● **What the task asks**:
Rewrite these lines, replacing "set a dot" with "place a point" and leaving everything else unchanged.

● **A few records**:
● ● ● ● ●
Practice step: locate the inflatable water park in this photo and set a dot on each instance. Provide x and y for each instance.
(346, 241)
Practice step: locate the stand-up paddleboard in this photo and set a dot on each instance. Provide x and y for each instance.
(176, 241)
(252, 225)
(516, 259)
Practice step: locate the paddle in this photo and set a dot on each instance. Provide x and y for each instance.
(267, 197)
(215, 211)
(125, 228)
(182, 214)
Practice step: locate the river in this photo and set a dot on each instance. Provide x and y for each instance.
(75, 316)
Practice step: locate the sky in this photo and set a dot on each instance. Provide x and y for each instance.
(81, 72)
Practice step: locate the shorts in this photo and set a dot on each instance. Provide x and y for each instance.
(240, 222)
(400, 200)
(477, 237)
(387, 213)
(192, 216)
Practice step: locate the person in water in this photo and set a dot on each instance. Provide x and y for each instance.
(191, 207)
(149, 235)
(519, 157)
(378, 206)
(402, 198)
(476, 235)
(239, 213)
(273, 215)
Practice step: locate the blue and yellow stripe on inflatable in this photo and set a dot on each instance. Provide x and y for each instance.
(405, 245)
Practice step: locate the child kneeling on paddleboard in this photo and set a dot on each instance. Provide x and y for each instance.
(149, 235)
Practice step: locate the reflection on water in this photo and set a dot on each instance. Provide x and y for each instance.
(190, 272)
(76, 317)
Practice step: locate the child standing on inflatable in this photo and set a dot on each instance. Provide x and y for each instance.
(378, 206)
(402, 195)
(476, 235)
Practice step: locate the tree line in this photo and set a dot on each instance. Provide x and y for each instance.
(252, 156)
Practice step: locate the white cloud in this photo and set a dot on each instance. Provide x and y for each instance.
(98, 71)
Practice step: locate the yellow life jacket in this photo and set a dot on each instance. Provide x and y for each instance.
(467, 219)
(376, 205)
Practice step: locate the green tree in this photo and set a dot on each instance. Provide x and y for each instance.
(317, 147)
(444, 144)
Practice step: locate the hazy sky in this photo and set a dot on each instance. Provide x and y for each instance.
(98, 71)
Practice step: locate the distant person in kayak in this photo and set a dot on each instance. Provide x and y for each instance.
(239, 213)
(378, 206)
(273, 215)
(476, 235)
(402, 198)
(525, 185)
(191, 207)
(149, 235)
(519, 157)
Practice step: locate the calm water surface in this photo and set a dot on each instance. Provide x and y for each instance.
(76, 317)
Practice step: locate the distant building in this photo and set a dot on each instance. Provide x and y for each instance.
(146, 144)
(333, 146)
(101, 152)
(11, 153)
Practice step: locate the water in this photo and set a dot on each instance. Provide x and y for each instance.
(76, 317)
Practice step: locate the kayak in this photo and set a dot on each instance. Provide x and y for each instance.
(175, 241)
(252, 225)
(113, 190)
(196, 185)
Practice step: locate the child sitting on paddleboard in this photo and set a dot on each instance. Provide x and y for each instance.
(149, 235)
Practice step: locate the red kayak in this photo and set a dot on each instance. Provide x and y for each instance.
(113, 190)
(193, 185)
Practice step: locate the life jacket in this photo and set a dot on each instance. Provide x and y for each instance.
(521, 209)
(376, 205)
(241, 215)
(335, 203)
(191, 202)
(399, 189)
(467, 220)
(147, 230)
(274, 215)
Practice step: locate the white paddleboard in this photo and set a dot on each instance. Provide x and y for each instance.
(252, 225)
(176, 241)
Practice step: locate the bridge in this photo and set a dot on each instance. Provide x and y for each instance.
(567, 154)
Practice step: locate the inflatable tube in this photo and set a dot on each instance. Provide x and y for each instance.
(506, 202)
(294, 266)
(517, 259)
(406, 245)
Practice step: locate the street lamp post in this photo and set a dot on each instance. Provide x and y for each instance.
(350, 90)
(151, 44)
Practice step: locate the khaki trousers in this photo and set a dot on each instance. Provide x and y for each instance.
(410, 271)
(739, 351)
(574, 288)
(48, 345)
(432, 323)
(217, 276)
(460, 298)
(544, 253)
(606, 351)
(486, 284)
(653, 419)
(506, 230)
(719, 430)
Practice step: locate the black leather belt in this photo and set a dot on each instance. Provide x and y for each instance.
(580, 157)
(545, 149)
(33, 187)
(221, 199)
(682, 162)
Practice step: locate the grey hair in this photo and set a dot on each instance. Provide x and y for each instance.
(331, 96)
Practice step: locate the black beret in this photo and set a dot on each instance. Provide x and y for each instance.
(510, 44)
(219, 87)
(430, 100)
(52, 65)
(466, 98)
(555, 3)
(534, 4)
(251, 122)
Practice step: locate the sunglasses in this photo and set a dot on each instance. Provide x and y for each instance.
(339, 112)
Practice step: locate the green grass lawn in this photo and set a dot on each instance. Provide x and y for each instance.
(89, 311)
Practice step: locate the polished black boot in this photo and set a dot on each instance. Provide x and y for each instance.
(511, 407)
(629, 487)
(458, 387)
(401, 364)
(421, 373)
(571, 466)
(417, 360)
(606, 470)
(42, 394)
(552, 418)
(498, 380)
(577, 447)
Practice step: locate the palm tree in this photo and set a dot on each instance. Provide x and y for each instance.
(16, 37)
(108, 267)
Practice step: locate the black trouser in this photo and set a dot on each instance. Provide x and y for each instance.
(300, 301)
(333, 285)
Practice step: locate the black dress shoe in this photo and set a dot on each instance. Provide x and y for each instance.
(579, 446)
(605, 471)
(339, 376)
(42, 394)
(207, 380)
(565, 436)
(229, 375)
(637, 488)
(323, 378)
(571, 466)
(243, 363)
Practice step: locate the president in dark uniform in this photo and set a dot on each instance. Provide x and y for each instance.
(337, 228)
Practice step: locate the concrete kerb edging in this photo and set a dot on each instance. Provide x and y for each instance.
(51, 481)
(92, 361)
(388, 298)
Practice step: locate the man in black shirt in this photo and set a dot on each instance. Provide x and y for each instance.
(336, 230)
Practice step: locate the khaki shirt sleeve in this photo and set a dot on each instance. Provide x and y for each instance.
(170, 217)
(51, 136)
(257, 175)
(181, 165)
● ● ● ● ●
● **Solution for this exercise**:
Practice step: locate the inflatable water park in this photo and place a point on each instance. Provide x and y for each instance.
(346, 241)
Practice step: locate the stand-up paddleboard in this photo and place a point on each instance. Provide x and y for each instance.
(176, 241)
(252, 225)
(516, 259)
Practice step: locate the paddle in this photo and place a point on each instance. Provide x and y for each instance.
(267, 197)
(215, 211)
(125, 228)
(182, 214)
Practice step: locate the river in this photo and place a point on each instance. Provide x and y for each instance.
(75, 316)
Practice step: locate the sky in this photo and place a point on each instance. Provide x and y for each instance.
(81, 72)
Practice step: locate the shorts in this photo and place a point on each instance. Provide x and y for each instance.
(240, 222)
(400, 200)
(477, 237)
(387, 213)
(192, 216)
Practice step: locate the person in water in this photo and place a point on each instance. Provide x and y for each instance.
(191, 207)
(149, 235)
(519, 157)
(378, 206)
(402, 198)
(476, 235)
(239, 213)
(273, 215)
Practice step: locate the blue and yellow stripe on inflatable in this photo and place a point on each instance. Provide x and y for each instance.
(405, 245)
Practice step: locate the child kneeling on paddleboard in this photo and place a point on each instance. Provide x and y for each instance.
(149, 235)
Practice step: locate the reflection on water in this photo and place a point on each instance. Provide x and y for each instance.
(190, 272)
(76, 317)
Practice step: locate the child standing on inflatable in this photo and place a point on each instance. Provide x and y for each instance.
(378, 206)
(402, 195)
(476, 235)
Practice step: locate the tree line in this photo and place a point on each instance. Provide x and y for each instance.
(252, 156)
Practice step: locate the white cloud in this photo and place a point on each instance. Provide x and y for each instance.
(98, 71)
Practice step: locate the yellow life jacket in this photo and place a point on each instance. Provide x and y for each instance.
(467, 219)
(376, 205)
Practice step: locate the green tree in this photo and place a point on each instance. Provide x and y for each instance.
(317, 147)
(444, 144)
Practice step: locate the hazy sky in this photo and place a point on each instance. Provide x and y for each instance.
(98, 71)
Practice step: locate the distant person in kayak in this photo and place a point on each instance. Provide x and y for each instance.
(239, 213)
(378, 206)
(273, 215)
(476, 235)
(402, 198)
(525, 185)
(191, 207)
(149, 235)
(519, 157)
Practice step: locate the calm water surface in this photo and place a point on each instance. Provide x and y for each instance.
(76, 317)
Practice step: locate the distant building in this photo and place a point on each instance. Provide x and y for each instance.
(146, 144)
(333, 146)
(101, 152)
(11, 153)
Practice step: locate the water in this photo and place a point on each instance. Provide x and y for each instance.
(76, 317)
Practice step: locate the kayak in this photo and place a point on each instance. Provide x and y for each instance.
(175, 241)
(252, 225)
(113, 190)
(196, 185)
Practice step: locate the child sitting on paddleboard in this photo and place a point on each instance. Provide x and y for each instance.
(149, 235)
Practice step: locate the red kayak in this photo and place a point on each instance. Provide x and y for each instance.
(113, 190)
(193, 185)
Practice step: locate the life jacket in this photo and place a point on each instance. Provide x and y for each instance.
(521, 209)
(376, 205)
(241, 215)
(335, 203)
(191, 202)
(399, 189)
(467, 220)
(147, 230)
(274, 215)
Practice step: locate the white paddleboard in this photo and place a point on each instance. Provide x and y for each instance.
(252, 225)
(176, 241)
Practice step: locate the bridge in this photo and place a point on each instance. Provide x and y for each instance.
(567, 154)
Practice step: locate the inflatable tube in this photo and place a point on each instance. Provide x and y for each instance.
(506, 202)
(294, 266)
(517, 259)
(406, 245)
Practice step: locate the street lamp post in this photo and place a point on each instance. Provide x and y for each instance.
(350, 90)
(151, 44)
Practice step: locate the khaki trousers in this photo and place a point on each instance. Provide x and y for each instance.
(410, 271)
(739, 351)
(574, 288)
(48, 345)
(432, 323)
(217, 276)
(460, 298)
(544, 253)
(606, 351)
(486, 284)
(653, 419)
(506, 230)
(719, 430)
Practice step: locate the black leather belt in this photo and place a point on each instance. Provide x and y for each instance.
(580, 157)
(545, 149)
(33, 187)
(221, 199)
(682, 162)
Practice step: locate the grey hair in this photo and place a point on each instance. Provide x and y for each instance.
(331, 96)
Practice step: locate the black beret in this photo and place a point on each instance. Provide x and y for each instance.
(510, 44)
(219, 87)
(430, 100)
(52, 65)
(466, 98)
(555, 3)
(534, 4)
(251, 122)
Practice step: locate the sunglasses in this photo and place a point on each instance. Provide x and y for each instance.
(339, 112)
Practice step: locate the green grass lawn in this photo and place a point on each instance. Provide x and y for each instance.
(89, 311)
Practice step: locate the polished black boot in this photo and place a point on each instance. Provide x and y for each instance.
(511, 407)
(629, 487)
(458, 387)
(401, 364)
(421, 373)
(571, 466)
(417, 360)
(606, 470)
(42, 394)
(552, 418)
(498, 380)
(577, 447)
Practice step: locate the palm tree in this photo and place a point on each instance. Provide x and y for each instance.
(16, 37)
(108, 267)
Practice step: locate the black trouser in this photo and place a point on each instance. Provide x and y for each instance.
(300, 301)
(333, 285)
Practice step: locate the black dress shoe in this photo and place a point on each instance. Provide x and y for each instance.
(579, 446)
(605, 471)
(339, 376)
(42, 394)
(207, 380)
(565, 436)
(229, 375)
(637, 488)
(323, 378)
(571, 466)
(243, 363)
Practice step: locate the president in dark uniform in this photo and place a point on each instance. Provide x and y for each instance.
(337, 228)
Practice step: locate the concrete kerb edging in this photo and place a point on each instance. Provide x and y for each instance.
(51, 481)
(92, 361)
(388, 298)
Practice step: locate the man in black shirt in this photo and place a point on each instance. Provide x and y for each instance.
(336, 230)
Practice step: locate the khaki shirt sleeve in this photo and place a point on each instance. Provide x and y for each instance.
(170, 217)
(51, 136)
(257, 175)
(181, 165)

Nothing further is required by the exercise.